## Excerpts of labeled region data
## Start

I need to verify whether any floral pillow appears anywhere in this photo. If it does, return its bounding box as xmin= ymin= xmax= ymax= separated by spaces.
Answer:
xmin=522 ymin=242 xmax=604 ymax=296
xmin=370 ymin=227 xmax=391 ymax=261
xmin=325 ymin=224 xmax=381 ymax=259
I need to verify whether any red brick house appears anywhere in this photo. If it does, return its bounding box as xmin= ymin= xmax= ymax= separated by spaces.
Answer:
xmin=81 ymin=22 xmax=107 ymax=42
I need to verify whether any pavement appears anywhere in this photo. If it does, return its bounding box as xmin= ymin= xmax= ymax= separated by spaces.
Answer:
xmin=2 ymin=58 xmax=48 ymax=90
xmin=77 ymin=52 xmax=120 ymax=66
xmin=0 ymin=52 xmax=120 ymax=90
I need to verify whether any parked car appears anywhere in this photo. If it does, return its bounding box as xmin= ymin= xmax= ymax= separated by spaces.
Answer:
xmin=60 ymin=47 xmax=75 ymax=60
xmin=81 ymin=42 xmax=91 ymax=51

## End

Render every line of the rows above as a numbered list, omitting any blank lines.

## Answer to the exercise
1. I need to verify whether any floral pillow appears anywhere in this photo. If it does, return its bounding box as xmin= ymin= xmax= ymax= separated by spaces.
2. Answer:
3. xmin=522 ymin=242 xmax=604 ymax=296
4. xmin=370 ymin=227 xmax=391 ymax=261
5. xmin=325 ymin=224 xmax=381 ymax=259
6. I need to verify whether any red brick house appears anywhere in this photo. If it does, return its bounding box as xmin= ymin= xmax= ymax= separated by spaces.
7. Answer:
8. xmin=81 ymin=22 xmax=107 ymax=42
9. I need to verify whether any pavement appears anywhere in this photo. If it does, return its bounding box as xmin= ymin= xmax= ymax= separated by spaces.
10. Answer:
11. xmin=2 ymin=58 xmax=48 ymax=90
12. xmin=77 ymin=52 xmax=120 ymax=66
13. xmin=0 ymin=52 xmax=120 ymax=90
14. I need to verify whether any parked car appears anywhere in this photo. If it does, return its bounding box as xmin= ymin= xmax= ymax= separated by spaces.
15. Answer:
16. xmin=60 ymin=47 xmax=75 ymax=60
17. xmin=81 ymin=42 xmax=91 ymax=51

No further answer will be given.